Required work: Please work out how many lines below contain the word "point", and reply with only that number.

Study material:
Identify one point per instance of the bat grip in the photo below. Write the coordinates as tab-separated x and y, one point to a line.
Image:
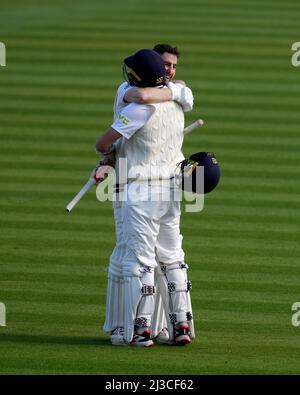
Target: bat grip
80	194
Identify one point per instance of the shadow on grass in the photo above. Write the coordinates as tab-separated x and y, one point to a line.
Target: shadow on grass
46	339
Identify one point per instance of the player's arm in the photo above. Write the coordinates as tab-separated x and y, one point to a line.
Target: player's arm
147	95
177	92
104	144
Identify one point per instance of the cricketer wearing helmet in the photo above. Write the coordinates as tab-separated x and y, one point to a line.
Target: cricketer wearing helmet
152	142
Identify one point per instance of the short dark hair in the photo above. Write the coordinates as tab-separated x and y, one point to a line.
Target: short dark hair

Your solution: 5